= Énoncé 1 =
Présentez sous forme de CSV à deux colonnes, requete et resultat, les enregistrements en commençant au début de ceux-ci et en terminant à la ligne qui contient "[332,84,385,134]". Prévoyez une ligne par enregistrement, avec son texte et sa réponse chacun dans un seul champ entre guillemets, chaque saut de ligne étant remplacé par une espace.

= Document =
Le Paige Debar, chef royaliste, mon très
intime ami, libérateur des prisonniers de
Saint-Brieuc, du nombre desquels l’intéresseraient
davantage, rapport à leur famille et non à leurs services
alors au parti royaliste, Penanster fils et Even, le premier
nouvellement sorti de l’armée républicaine, de bonne
volonté et par prudence. Penanster prit alors partie avec
les chouans, Even n’y entra que par peur et menacé de son
beau-frère, joint à la peur de retomber entre les mains
des républicains. Lorsque Louis XVIII ordonna de mettre bas
les armes, je fus à la prière d’Even, avec M. Thatton,
conduire M. Debar, Penanster et autres officiers sur les côtes
de Pontrieux pour aller en Angleterre ; Even fut depuis
voir ces messieurs, il se chargea de la correspondance. M.
Debar repassé par ordre des Princes en France, avec ordre
de les aller rejoindre s’ii ne recevait sous peu un paquet
du Papa(nom de Georges Cadoudal. Debar communiqua sa
commission à Even, les personnes qu’il a vues depuis sa
rentrée ; ensuite Debar me fait passer un paquet à
l’adresse de Louis XVIII, je la remets à M. Penanster, père,
pur et zèlé royaliste, celui-ci le fait rendre à Even de
suite. Et à six jours ensuite, trois espions du préfet des
Côtes-du-Nord, Piltain, Lavasseur, deux gendarmes et
l’ex-chouan Tarillon courent les campagnes, vont au bourg
de Callac(où il y a toujours une garnison de gendarmerie),
descendent chez l’aubergiste Le Poder, demandent Even et
à celui-ci s’il y a quelque lettre pour son beau-frère,
que le gouvernement savait resté en Angleterre. Il leur dit
non, mais bien un paquet Debar pour Louis XVIII, il s’en
fut pour le prendre. Le nommé Benoît Lanargue(Lafargue),
greffier de la justice de Paix, lui fit plusieurs
observations, surtout qu’il s’exposait à faire
commettre les plus grands malheurs en donnant le paquet. Il
retourna chez Le Poder et dit à ces trois monstres que le
paquet était parti et leur indiqua les personnes et
demeures par où il passait avant d’embarquer par Jérôme
Carsin au beau-frère, bâteliers ; il leur donna un
guide pour les conduire à Pestivien chez Lhostis-Kerhor et
fit les devancer de quelques minutes au second express
portant la paquet qu’il avait chez lui depuis 5 à 6
jours. Les espions, par le zèle et activité des autres
personnes chargées de la correspondance, ne purent attraper
le paquet qu’à Lanvollon chez le frère de Lhostis-Kerhor
de Pestivien. Les trois espions le déposèrent au Préfet,
celui-ci le fit passer au Ministre ; huit à dix jours
après un agent de police de Paris, portant le nom de
Millet(valet de Quimper) vint arrêter et fouiller la
demeure d’Even, qui, depuis qu’il avait fait prendre le
paquet, n’écrivait ni ne voyait Debar ; il fut
conduit à Saint-Brieuc, au Chapeau Rouge et gardé par des
gendarmes. Interrogé par le Préfet et de nouveau par
Millet, au bout de quelques jours, il est renvoyé libre. De
suite, il m’écrivit de me rendre avec M. Chatton, chez Le
Coz, à Trébrivan, que Debar était par lui invité aussi
de s’y trouver, qu’il avait les choses les plus intéressantes
à nous communiquer à tous les trois. Chatton et moi,
rendus à brume de nuit, nous y trouvons M.Debar avec le
brave Duverger. Aussitôt arriva aussi Jérôme Blanchard,
envoyer par Even pour s’informer si on s’était conformé
à sa lettre. Blanchard voulant aller rendre réponse à
Even, je communiquai mes soupçons à M. Debar, qui crut
comme moi que c’était un piège qu’Even nous tendait.

= Énoncé 2 =
Recopiez le passage du document en commençant à "Le Paige Debar, chef" et en terminant à "la correspondance. M.", et remplacez-y "royaliste" par "monarchiste".

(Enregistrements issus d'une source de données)
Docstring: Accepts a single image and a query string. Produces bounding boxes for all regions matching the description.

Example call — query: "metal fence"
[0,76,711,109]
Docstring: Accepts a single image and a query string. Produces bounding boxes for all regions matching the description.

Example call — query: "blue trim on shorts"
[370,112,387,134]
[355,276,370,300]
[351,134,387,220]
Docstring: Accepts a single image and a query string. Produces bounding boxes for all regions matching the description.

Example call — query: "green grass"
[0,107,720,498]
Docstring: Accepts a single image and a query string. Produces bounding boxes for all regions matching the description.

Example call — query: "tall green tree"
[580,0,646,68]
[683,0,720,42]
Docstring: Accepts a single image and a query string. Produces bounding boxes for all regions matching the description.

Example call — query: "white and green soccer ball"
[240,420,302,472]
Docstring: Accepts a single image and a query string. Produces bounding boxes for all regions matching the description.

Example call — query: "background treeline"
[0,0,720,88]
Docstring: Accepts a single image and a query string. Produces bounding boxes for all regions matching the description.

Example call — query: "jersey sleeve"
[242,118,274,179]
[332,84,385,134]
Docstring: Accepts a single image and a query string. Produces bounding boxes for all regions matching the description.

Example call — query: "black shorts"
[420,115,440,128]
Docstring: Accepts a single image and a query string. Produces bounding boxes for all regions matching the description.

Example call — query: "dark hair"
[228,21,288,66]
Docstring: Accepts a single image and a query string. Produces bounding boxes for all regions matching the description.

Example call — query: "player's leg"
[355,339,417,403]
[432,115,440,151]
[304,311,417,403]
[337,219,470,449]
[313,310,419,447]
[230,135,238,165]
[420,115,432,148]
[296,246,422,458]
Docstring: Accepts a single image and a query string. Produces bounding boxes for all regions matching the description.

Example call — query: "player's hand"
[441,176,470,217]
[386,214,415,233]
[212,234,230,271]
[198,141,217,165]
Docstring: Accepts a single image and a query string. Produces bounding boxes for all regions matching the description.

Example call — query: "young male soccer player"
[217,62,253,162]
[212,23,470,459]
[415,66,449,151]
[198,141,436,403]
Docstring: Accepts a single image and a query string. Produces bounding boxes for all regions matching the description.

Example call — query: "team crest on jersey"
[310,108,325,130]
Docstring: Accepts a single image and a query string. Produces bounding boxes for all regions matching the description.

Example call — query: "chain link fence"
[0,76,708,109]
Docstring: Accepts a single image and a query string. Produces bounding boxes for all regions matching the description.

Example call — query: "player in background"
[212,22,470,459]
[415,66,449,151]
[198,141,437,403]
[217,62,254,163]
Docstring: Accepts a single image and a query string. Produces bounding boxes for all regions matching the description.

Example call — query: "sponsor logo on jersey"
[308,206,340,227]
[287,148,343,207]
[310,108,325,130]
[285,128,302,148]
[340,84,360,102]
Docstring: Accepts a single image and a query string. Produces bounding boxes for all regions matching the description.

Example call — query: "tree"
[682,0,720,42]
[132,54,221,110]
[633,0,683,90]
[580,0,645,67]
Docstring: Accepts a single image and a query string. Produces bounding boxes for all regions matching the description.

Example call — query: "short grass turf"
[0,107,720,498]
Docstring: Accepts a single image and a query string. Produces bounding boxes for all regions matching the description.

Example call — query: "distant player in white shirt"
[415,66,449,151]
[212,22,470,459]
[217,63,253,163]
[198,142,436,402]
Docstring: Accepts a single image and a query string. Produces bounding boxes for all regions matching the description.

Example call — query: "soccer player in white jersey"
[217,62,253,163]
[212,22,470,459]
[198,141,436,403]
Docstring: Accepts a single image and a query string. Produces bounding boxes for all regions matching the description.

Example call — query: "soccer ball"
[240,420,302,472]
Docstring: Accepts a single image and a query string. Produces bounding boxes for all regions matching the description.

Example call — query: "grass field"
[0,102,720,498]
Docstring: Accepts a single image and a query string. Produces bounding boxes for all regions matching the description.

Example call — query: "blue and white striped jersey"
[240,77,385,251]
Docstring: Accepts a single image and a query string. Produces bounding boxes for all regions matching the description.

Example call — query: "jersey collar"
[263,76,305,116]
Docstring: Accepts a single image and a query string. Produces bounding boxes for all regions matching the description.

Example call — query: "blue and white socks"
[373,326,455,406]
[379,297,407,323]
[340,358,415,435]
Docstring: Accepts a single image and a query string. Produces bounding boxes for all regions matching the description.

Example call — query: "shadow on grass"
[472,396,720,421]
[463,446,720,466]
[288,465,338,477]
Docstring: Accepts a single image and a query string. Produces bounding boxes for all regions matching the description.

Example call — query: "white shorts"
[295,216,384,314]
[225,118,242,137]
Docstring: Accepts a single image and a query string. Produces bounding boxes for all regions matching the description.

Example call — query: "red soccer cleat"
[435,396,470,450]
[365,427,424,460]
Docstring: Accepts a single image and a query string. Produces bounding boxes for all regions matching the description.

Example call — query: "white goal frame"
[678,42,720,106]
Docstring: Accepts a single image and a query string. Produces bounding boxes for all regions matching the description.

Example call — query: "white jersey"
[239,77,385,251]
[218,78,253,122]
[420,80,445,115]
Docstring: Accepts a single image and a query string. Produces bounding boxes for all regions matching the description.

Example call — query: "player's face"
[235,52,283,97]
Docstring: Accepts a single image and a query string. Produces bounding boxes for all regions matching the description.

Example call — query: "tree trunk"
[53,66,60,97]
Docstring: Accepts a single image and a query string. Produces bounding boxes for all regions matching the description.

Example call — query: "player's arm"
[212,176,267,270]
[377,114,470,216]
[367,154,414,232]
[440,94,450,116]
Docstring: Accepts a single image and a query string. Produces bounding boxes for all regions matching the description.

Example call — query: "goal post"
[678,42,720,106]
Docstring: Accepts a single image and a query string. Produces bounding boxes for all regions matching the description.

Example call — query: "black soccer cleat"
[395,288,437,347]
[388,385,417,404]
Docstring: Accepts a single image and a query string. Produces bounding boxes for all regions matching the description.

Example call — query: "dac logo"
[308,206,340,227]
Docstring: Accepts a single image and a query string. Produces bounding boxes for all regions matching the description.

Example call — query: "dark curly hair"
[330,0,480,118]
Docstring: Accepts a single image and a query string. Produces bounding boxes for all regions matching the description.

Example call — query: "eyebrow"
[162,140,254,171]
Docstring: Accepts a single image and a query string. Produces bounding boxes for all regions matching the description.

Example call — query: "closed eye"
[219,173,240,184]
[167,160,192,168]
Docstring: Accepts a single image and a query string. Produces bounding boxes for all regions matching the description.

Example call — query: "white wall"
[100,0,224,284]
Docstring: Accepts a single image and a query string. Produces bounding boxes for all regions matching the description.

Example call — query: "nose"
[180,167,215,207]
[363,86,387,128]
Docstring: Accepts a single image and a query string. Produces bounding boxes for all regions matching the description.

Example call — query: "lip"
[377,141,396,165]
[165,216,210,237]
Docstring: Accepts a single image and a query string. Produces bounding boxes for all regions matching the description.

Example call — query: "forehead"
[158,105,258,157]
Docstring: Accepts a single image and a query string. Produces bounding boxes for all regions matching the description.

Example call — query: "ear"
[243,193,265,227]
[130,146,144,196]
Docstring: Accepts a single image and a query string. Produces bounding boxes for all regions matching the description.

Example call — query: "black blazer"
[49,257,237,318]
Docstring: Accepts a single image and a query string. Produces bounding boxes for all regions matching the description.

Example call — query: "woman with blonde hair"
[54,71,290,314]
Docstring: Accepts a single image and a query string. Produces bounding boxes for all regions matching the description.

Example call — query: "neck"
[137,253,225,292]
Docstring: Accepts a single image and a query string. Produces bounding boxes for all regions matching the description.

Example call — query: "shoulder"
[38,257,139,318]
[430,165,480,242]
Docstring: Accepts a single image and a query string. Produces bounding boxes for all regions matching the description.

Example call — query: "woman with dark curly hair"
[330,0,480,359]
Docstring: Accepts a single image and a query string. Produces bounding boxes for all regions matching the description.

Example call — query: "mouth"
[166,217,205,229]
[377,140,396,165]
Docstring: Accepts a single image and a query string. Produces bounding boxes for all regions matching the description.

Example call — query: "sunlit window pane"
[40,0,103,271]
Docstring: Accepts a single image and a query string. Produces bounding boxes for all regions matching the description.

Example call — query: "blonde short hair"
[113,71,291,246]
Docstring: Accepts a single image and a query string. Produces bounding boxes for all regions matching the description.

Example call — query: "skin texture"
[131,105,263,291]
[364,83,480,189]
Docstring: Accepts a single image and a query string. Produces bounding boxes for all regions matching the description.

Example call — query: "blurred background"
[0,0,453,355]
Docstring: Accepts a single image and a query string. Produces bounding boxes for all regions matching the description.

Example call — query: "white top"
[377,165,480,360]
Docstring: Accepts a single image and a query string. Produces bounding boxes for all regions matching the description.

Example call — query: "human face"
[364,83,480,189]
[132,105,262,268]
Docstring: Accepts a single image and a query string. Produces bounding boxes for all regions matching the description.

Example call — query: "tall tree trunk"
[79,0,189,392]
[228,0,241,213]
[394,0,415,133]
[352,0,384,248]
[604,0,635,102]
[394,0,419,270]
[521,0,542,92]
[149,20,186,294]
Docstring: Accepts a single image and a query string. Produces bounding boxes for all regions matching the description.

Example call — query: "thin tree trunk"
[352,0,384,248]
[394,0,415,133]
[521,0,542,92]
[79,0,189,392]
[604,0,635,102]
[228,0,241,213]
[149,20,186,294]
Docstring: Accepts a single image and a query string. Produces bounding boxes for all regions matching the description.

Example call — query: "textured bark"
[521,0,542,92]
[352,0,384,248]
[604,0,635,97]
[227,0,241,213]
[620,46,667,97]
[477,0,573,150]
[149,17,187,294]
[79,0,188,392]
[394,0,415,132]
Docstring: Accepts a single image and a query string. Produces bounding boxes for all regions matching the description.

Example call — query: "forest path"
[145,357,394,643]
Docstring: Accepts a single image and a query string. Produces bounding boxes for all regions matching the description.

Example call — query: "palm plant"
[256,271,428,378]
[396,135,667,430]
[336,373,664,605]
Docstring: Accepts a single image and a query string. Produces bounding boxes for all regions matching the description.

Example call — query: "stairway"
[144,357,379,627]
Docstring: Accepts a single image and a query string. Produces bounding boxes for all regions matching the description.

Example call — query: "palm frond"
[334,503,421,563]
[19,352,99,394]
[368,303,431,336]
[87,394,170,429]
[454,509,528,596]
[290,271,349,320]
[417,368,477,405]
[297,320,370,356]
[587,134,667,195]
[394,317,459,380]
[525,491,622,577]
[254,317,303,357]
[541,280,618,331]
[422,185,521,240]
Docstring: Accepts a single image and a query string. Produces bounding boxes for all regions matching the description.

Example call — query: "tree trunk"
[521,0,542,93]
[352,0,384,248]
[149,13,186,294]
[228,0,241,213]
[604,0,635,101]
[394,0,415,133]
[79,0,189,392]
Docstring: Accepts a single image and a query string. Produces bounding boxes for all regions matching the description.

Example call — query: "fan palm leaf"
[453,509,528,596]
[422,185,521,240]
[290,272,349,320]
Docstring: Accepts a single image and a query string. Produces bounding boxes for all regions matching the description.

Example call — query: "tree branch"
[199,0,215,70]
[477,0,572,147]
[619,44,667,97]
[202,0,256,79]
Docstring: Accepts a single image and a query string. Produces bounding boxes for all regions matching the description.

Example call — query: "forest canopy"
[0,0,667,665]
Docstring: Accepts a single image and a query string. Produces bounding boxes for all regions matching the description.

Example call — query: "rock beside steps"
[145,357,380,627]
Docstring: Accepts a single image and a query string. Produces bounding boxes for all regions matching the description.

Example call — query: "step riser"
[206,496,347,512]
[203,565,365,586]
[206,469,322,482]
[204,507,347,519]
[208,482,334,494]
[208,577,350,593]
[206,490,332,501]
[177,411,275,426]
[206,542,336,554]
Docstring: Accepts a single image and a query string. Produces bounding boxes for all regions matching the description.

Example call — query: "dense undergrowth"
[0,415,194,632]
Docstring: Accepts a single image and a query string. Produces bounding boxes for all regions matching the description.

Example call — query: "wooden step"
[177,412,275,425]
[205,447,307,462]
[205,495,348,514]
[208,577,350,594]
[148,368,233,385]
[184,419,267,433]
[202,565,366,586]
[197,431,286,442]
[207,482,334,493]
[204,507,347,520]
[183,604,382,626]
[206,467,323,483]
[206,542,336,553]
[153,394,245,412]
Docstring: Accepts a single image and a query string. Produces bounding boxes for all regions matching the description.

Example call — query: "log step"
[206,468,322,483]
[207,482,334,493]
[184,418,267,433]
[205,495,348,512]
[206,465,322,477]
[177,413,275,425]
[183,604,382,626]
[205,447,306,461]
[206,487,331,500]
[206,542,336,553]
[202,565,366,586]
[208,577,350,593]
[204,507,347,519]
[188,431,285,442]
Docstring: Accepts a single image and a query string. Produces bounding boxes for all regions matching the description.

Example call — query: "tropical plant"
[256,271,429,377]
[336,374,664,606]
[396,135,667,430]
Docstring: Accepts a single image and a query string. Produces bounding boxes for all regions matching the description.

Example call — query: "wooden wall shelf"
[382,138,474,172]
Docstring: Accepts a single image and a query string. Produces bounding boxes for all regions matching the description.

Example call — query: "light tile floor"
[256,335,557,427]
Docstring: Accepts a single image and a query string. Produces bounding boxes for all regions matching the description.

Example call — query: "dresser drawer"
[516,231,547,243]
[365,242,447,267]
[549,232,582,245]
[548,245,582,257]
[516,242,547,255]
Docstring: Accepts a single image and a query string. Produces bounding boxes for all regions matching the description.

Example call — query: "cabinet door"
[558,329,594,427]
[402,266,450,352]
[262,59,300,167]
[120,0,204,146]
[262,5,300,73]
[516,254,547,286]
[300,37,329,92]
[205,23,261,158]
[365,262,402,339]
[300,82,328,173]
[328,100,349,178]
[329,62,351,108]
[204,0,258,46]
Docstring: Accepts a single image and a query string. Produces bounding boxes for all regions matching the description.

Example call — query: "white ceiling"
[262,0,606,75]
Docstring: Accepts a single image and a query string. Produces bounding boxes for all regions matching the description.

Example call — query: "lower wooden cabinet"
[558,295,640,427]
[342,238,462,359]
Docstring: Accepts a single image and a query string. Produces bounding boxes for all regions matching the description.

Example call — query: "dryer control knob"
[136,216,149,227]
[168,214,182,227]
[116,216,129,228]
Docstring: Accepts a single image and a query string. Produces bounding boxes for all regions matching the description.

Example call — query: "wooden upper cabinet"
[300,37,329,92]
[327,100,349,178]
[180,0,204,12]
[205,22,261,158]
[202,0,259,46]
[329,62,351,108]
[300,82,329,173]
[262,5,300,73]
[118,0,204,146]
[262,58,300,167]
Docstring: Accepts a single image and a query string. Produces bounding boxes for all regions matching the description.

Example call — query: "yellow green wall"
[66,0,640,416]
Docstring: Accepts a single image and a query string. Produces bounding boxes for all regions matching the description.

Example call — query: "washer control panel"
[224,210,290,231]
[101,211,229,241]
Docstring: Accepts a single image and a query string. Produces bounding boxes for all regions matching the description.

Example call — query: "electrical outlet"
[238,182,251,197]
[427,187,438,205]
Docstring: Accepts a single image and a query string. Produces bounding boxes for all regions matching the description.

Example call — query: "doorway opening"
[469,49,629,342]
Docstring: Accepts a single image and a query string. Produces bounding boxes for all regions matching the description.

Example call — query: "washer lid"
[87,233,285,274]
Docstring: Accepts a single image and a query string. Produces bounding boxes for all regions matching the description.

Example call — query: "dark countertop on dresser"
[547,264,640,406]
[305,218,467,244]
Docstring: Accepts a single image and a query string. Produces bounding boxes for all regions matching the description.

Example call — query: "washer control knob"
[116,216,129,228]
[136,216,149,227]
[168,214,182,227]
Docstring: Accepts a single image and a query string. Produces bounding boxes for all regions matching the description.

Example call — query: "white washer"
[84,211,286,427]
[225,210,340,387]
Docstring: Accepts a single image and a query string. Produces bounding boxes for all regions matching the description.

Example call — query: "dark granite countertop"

= Réponse rédigée 1 =
requete,resultat
"Docstring: Accepts a single image and a query string. Produces bounding boxes for all regions matching the description. Example call — query: ""metal fence""","[0,76,711,109]"
"Docstring: Accepts a single image and a query string. Produces bounding boxes for all regions matching the description. Example call — query: ""blue trim on shorts""","[370,112,387,134] [355,276,370,300] [351,134,387,220]"
"Docstring: Accepts a single image and a query string. Produces bounding boxes for all regions matching the description. Example call — query: ""green grass""","[0,107,720,498]"
"Docstring: Accepts a single image and a query string. Produces bounding boxes for all regions matching the description. Example call — query: ""tall green tree""","[580,0,646,68] [683,0,720,42]"
"Docstring: Accepts a single image and a query string. Produces bounding boxes for all regions matching the description. Example call — query: ""white and green soccer ball""","[240,420,302,472]"
"Docstring: Accepts a single image and a query string. Produces bounding boxes for all regions matching the description. Example call — query: ""background treeline""","[0,0,720,88]"
"Docstring: Accepts a single image and a query string. Produces bounding boxes for all regions matching the description. Example call — query: ""jersey sleeve""","[242,118,274,179] [332,84,385,134]"

= Réponse rédigée 2 =
Le Paige Debar, chef monarchiste, mon très
intime ami, libérateur des prisonniers de
Saint-Brieuc, du nombre desquels l’intéresseraient
davantage, rapport à leur famille et non à leurs services
alors au parti monarchiste, Penanster fils et Even, le premier
nouvellement sorti de l’armée républicaine, de bonne
volonté et par prudence. Penanster prit alors partie avec
les chouans, Even n’y entra que par peur et menacé de son
beau-frère, joint à la peur de retomber entre les mains
des républicains. Lorsque Louis XVIII ordonna de mettre bas
les armes, je fus à la prière d’Even, avec M. Thatton,
conduire M. Debar, Penanster et autres officiers sur les côtes
de Pontrieux pour aller en Angleterre ; Even fut depuis
voir ces messieurs, il se chargea de la correspondance. M.